[Data lines]
· · ·
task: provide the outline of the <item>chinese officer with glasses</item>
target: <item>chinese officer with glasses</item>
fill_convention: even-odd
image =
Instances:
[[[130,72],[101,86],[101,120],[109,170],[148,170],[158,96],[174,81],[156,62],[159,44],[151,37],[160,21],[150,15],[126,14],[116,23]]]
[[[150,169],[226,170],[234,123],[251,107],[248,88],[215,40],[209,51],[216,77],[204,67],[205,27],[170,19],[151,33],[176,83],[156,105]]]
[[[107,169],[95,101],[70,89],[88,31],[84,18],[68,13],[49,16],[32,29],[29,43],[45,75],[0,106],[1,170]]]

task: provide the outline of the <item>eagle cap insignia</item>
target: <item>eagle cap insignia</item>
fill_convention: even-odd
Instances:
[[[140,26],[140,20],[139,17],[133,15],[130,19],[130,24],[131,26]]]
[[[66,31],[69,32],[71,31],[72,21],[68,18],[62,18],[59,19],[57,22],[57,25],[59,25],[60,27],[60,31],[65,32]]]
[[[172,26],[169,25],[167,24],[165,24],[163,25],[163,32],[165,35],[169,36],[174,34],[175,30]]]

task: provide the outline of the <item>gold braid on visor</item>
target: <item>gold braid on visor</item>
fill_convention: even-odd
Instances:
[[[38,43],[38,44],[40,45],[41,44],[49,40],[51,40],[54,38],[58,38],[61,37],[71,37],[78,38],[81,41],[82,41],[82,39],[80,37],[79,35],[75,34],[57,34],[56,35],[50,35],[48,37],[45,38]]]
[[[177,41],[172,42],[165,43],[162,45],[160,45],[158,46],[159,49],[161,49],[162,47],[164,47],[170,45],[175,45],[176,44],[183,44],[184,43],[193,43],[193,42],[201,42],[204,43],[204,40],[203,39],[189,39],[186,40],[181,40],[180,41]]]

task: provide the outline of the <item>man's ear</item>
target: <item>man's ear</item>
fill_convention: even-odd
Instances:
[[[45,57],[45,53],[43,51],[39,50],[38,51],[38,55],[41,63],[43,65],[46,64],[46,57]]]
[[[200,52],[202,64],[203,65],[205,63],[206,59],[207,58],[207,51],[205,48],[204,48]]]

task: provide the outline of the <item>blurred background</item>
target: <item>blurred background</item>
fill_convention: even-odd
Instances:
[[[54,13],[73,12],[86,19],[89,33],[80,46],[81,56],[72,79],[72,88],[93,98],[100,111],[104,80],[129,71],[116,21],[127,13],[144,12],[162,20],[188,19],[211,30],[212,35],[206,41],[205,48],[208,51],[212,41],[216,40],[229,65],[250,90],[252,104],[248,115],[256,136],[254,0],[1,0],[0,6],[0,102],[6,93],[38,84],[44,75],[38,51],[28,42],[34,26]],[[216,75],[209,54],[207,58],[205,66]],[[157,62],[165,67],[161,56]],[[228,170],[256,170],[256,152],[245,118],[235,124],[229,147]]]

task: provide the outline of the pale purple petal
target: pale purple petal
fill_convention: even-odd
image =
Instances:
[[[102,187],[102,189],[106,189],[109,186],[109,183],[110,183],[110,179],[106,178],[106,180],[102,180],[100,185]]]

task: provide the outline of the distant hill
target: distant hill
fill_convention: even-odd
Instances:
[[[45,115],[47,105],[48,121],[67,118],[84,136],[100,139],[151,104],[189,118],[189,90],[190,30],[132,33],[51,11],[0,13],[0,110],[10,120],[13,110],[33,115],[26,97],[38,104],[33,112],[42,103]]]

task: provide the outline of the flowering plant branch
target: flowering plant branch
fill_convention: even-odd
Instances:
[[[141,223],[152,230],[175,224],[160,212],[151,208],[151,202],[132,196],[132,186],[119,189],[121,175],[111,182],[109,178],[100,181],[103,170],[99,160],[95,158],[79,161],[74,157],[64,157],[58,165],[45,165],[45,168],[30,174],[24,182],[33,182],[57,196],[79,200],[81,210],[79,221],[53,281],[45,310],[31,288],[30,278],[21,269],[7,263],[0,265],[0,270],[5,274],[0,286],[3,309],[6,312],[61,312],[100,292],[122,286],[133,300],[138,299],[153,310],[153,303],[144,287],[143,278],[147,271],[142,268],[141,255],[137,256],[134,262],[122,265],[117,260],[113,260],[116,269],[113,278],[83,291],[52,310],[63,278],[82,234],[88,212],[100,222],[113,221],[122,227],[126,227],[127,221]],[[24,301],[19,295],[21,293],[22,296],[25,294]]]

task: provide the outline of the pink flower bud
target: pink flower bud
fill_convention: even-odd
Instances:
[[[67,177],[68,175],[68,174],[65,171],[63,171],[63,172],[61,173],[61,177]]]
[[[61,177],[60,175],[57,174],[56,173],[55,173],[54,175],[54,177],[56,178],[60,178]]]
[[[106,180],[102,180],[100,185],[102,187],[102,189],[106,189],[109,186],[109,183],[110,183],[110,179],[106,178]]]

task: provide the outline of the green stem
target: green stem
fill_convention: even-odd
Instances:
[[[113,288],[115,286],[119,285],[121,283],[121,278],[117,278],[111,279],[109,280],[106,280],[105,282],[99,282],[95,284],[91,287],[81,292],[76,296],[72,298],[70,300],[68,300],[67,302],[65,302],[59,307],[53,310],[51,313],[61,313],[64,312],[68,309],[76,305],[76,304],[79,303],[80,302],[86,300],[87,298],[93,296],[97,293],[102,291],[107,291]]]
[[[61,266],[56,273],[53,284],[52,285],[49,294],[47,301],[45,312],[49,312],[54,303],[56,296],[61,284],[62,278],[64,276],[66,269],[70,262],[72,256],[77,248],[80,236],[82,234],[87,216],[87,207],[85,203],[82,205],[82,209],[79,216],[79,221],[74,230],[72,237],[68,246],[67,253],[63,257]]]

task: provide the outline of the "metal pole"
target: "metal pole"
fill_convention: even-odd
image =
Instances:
· · ·
Faithfully transcribe the whole of the data.

[Correct output]
task: provide the outline of the <item>chinese officer with glasses</item>
target: <item>chinese officer with glasses</item>
fill_convention: even-odd
image =
Instances:
[[[130,72],[101,86],[101,120],[109,170],[148,170],[158,96],[174,81],[156,62],[159,44],[151,37],[160,21],[150,15],[126,14],[116,23]]]
[[[150,169],[226,170],[234,123],[251,107],[248,88],[215,40],[209,51],[216,77],[204,67],[205,27],[170,19],[151,33],[176,83],[156,105]]]
[[[107,169],[95,101],[70,89],[88,31],[84,18],[68,13],[49,16],[32,29],[29,43],[45,75],[0,106],[1,170]]]

task: provide the outline of the <item>eagle cap insignia</item>
target: <item>eagle cap insignia</item>
fill_convention: even-odd
Instances:
[[[140,26],[140,20],[139,17],[133,15],[130,19],[130,24],[131,26]]]
[[[66,31],[69,32],[71,31],[72,21],[68,18],[62,18],[59,19],[57,22],[57,25],[59,25],[60,27],[60,31],[65,32]]]
[[[172,26],[169,25],[167,24],[165,24],[163,25],[163,32],[165,35],[169,36],[174,34],[175,30]]]

task: provide the outline of the <item>gold braid on visor</item>
target: <item>gold braid on visor</item>
fill_convention: even-odd
Instances:
[[[38,43],[38,44],[40,45],[41,44],[49,40],[51,40],[54,38],[58,38],[61,37],[71,37],[78,38],[81,41],[82,41],[82,39],[80,37],[79,35],[75,34],[57,34],[56,35],[50,35],[48,37],[45,38]]]
[[[177,41],[172,42],[165,43],[162,45],[160,45],[158,46],[159,49],[161,49],[162,47],[164,47],[170,45],[175,45],[176,44],[183,44],[184,43],[193,43],[193,42],[201,42],[204,43],[204,40],[203,39],[189,39],[186,40],[181,40],[180,41]]]

task: provide the outline of the <item>man's ear</item>
target: <item>man's ear</item>
fill_convention: even-odd
Instances:
[[[45,57],[45,53],[43,51],[39,50],[38,51],[38,55],[41,63],[43,65],[46,64],[46,57]]]
[[[200,52],[202,64],[203,65],[205,63],[206,59],[207,58],[207,51],[205,48],[204,48]]]

task: provide the outline of the <item>blurred background</item>
target: <item>blurred background</item>
fill_convention: even-odd
Instances:
[[[54,13],[73,12],[86,19],[89,33],[80,46],[81,56],[72,79],[72,88],[93,98],[100,111],[104,80],[129,71],[116,21],[127,13],[144,12],[162,20],[188,19],[211,30],[212,35],[206,41],[205,48],[208,51],[212,41],[216,40],[229,65],[250,90],[252,104],[248,115],[256,136],[254,0],[1,0],[0,6],[0,102],[6,93],[38,84],[44,75],[38,51],[28,42],[34,26]],[[216,75],[209,54],[207,58],[205,66]],[[157,62],[165,67],[161,56]],[[228,170],[256,170],[256,152],[245,118],[235,124],[229,147]]]

task: provide the outline of the pale purple petal
target: pale purple petal
fill_convention: even-odd
image =
Instances:
[[[102,187],[102,189],[106,189],[109,186],[109,183],[110,183],[110,179],[106,178],[106,180],[102,180],[100,185]]]

task: provide the outline of the distant hill
target: distant hill
fill_convention: even-odd
Instances:
[[[45,115],[47,105],[48,121],[67,118],[84,136],[100,139],[151,104],[189,118],[189,90],[190,30],[132,33],[51,11],[0,13],[0,110],[10,120],[13,110],[33,115],[26,97],[38,104],[33,112],[42,103]]]

task: provide the outline of the flowering plant branch
target: flowering plant branch
fill_convention: even-odd
Instances:
[[[141,223],[152,230],[175,224],[160,212],[151,208],[151,202],[132,196],[132,186],[119,189],[121,175],[111,182],[109,178],[100,181],[103,170],[99,160],[95,158],[79,161],[74,157],[64,157],[58,165],[45,165],[45,168],[30,174],[24,182],[33,182],[57,196],[79,200],[81,210],[79,221],[53,281],[45,310],[31,288],[30,278],[21,269],[7,263],[0,265],[0,270],[5,274],[0,286],[3,309],[6,312],[61,312],[100,292],[122,286],[133,300],[138,299],[153,310],[153,303],[144,287],[143,278],[147,271],[142,268],[141,255],[137,256],[134,262],[122,265],[117,260],[113,260],[116,269],[113,278],[83,291],[52,310],[63,278],[82,234],[88,212],[100,222],[113,221],[122,227],[126,227],[127,221]],[[24,301],[19,295],[21,293],[22,296],[25,294]]]

task: provide the outline of the pink flower bud
target: pink flower bud
fill_convention: even-odd
Instances:
[[[67,177],[68,175],[68,174],[65,171],[63,171],[63,172],[61,173],[61,177]]]
[[[61,177],[60,175],[57,174],[56,173],[55,173],[54,175],[54,177],[56,178],[60,178]]]
[[[106,180],[102,180],[100,185],[102,187],[102,189],[106,189],[109,186],[109,183],[110,183],[110,179],[106,178]]]

task: provide the outline of the green stem
target: green stem
fill_convention: even-odd
Instances:
[[[113,288],[115,286],[119,285],[121,283],[121,278],[117,278],[111,279],[109,280],[106,280],[105,282],[99,282],[95,284],[91,287],[81,292],[76,296],[72,298],[70,300],[68,300],[67,302],[65,302],[59,307],[53,310],[51,313],[61,313],[64,312],[68,309],[76,305],[76,304],[79,303],[80,302],[86,300],[87,298],[93,296],[97,293],[102,291],[107,291]]]
[[[61,266],[56,273],[53,284],[52,285],[49,294],[47,301],[45,312],[49,312],[54,303],[56,296],[61,284],[62,278],[64,276],[66,269],[70,262],[72,256],[77,248],[80,236],[82,234],[87,216],[87,207],[85,203],[82,205],[82,209],[79,216],[79,221],[74,230],[72,237],[68,246],[67,253],[63,257]]]

task: provide the outline of the "metal pole"
target: "metal pole"
fill_convention: even-odd
image =
Instances:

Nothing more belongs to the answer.